__Records shown__.

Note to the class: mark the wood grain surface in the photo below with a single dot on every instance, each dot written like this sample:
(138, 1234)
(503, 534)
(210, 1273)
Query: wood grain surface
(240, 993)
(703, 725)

__Task statement__. Reproduce the data above verbatim, line for line.

__Full output__.
Note to the class: mark the wood grain surface in the photo below with a single dot on every instance, each dot written like this sample:
(138, 1234)
(503, 534)
(210, 1273)
Query: wood grain surface
(240, 993)
(703, 725)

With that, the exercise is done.